┌─ TEXT TO READ

Neighbors said it is the party house on the block.

Chicago Police Superintendent David Brown said they believe there was a party going on when the shooting happened.

"There's been several calls there for disturbances," he said.

No guns were found in the house, but police did find shell casings and a high-capacity magazine for a gun inside the house.

"There are way too many guns in the wrong hands in this city and across this country," Brown said.

Focusing on the illegal gun issue in Chicago is something Mayor Lori Lightfoot addressed, in connection to the incident as well.

"It tells us we still have much work to do in our mission to end gun violence here in Chicago," Lightfoot said.

This incident came days after another mass shooting in Chatham Saturday, where a mother was killed and nine others wounded.

"This is crazy. Why do people have to keep on shooting and killing people? For what?" Michelle said.

Until police know more about what happened, extra patrols will be in the area.

But there have been no arrests as they continue to investigate the mass shooting.

└─
┌─ INFORMATION PROVIDED

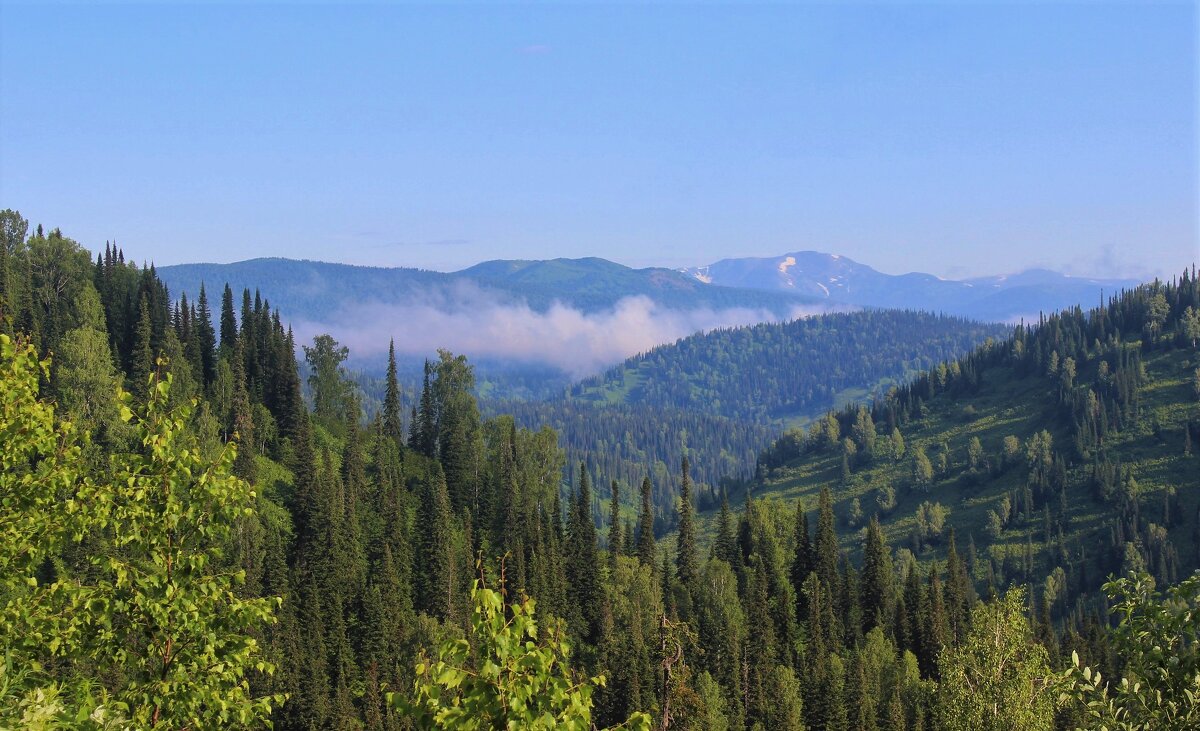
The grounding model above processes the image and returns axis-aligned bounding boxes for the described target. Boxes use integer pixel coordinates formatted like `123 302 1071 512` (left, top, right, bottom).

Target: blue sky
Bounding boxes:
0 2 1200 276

└─

TASKS AND EXERCISES
**a)** Answer these questions from the report on the Chicago shooting:
(i) Besides shell casings, what did police find inside the house?
(ii) In what area did the mass shooting on Saturday take place?
(iii) What will be in the area until police know more?
**b)** Pick up the report on the Chicago shooting after its final sentence and write a continuation.

TASK ANSWERS
**a)**
(i) A high-capacity magazine for a gun.
(ii) Chatham.
(iii) Extra patrols.

**b)**
Meanwhile, Englewood community leader and activist Asiaha Butler is focused on another issue - summer safety. A preventive community policing plan we've heard so much about from the mayor and CPD involves plans to flood the city's most violent neighborhoods with resources and help, but Butler said Englewood has not seen anything yet.

"Being here today, we haven't seen or witnessed it yet," she said. "So what is being deployed or what is happening differently?"

She's calling for something different - for foot patrols and real community engagement. The Englewood (7th) District is one of the police districts that sees the most shootings in the city, and now this mass shooting has happened.

"We need the police, the community, everybody working together to really identify here trouble buildings and trouble gatherings," Butler said.